___ Extracted text

Sayongsong
- Alternative names: sayungsong, sayungsung, sarongsong, sarungsung, sarungsong, alisuso, balisungsong, balisunsong, balisuso
- Course: Dessert, Main Course
- Place of origin: Philippines
- Region or state: Surigao del Norte, Caraga Region, Eastern Visayas, Central Visayas, Bicol Region, Tagalog Region
- Serving temperature: warm, room temperature
- Main ingredients: Glutinous rice, rice, sugar, coconut milk, roasted peanuts, calamansi juice
- Similar dishes: suman, puto, pusô

= Sayongsong =

Rice cake in Filipino cuisine

Sayongsong is a traditional Filipino steamed sweet rice cake distinctively served in cone-shaped banana leaves. It exists in Surigao del Norte and other areas of the Caraga Region of northeastern Mindanao, as well as in Bohol and the Eastern Visayas (where it is known as sarungsong or alisuso) and the Bicol Region (where it is known as balisungsong). In the Tagalog region, a similar cone-shaped rice cake is also called balisungsong, but unlike the sayongsong it is not sweetened and is eaten with savory dishes.

==Etymology==
The name means "cone", or more accurately "shaped like a snail".

==Description==
Sayongsong is regarded as a type of puto or suman depending on how the contents are cooked.

______

» **Exercise set**:
A - Retype the sayongsong article between "Sayongsong is a" and "with savory dishes.", inclusive.
B - Does the sayongsong article support each statement? Answer yes or no and quote the words that settle it. (i) In Bohol and the Eastern Visayas, the cake is known as balisungsong. (ii) The Tagalog cone-shaped rice cake is not sweetened. (iii) The name means "cone."
You won't need the rows that follow.

___ Records

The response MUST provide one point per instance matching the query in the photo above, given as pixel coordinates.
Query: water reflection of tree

______
___ Records

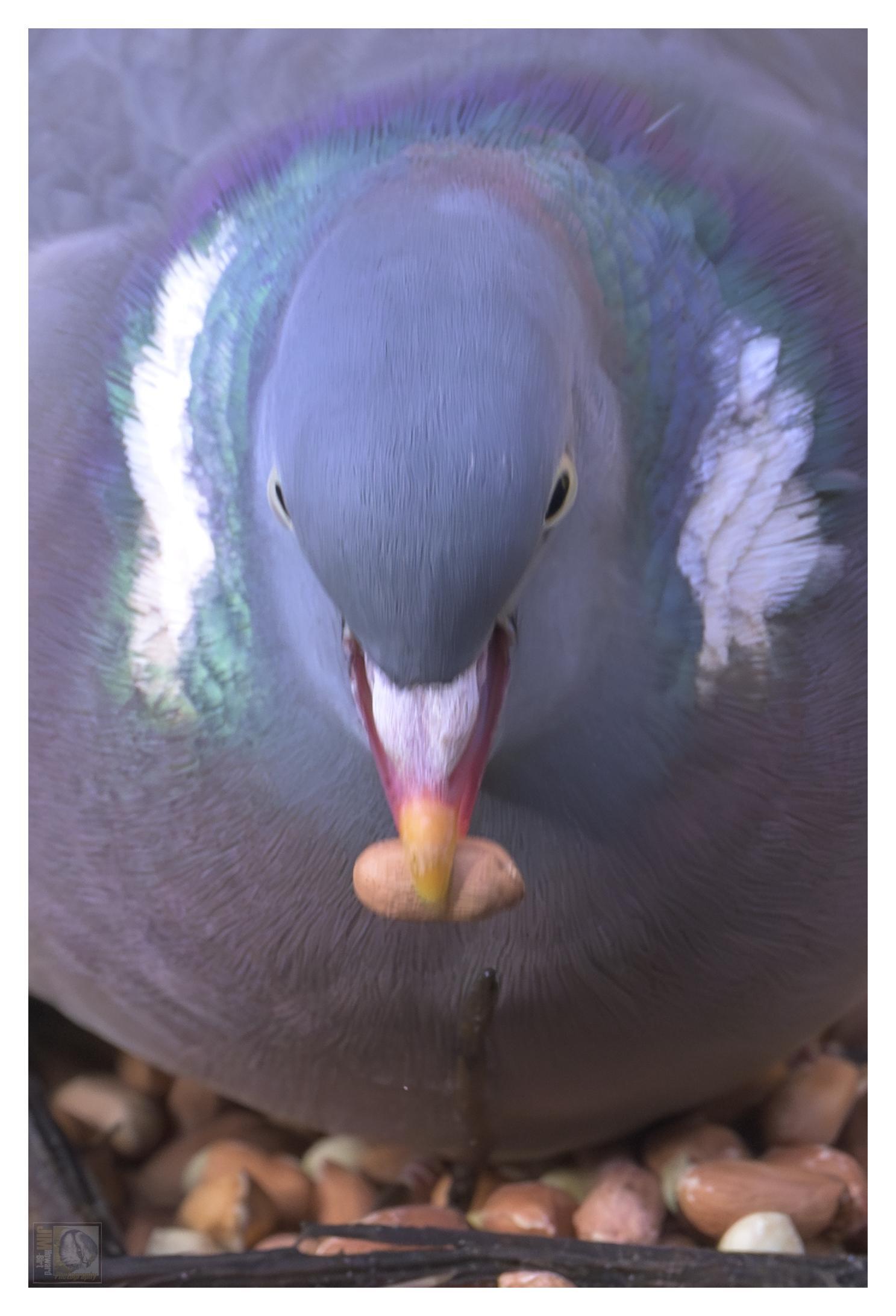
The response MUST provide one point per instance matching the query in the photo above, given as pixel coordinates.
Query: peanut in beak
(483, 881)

______

» **Answers below**:
A -
Sayongsong is a traditional Filipino steamed sweet rice cake distinctively served in cone-shaped banana leaves. It exists in Surigao del Norte and other areas of the Caraga Region of northeastern Mindanao, as well as in Bohol and the Eastern Visayas (where it is known as sarungsong or alisuso) and the Bicol Region (where it is known as balisungsong). In the Tagalog region, a similar cone-shaped rice cake is also called balisungsong, but unlike the sayongsong it is not sweetened and is eaten with savory dishes.

B -
(i) No: "where it is known as sarungsong or alisuso"
(ii) Yes: "it is not sweetened and is eaten with savory dishes"
(iii) Yes: "The name means "cone""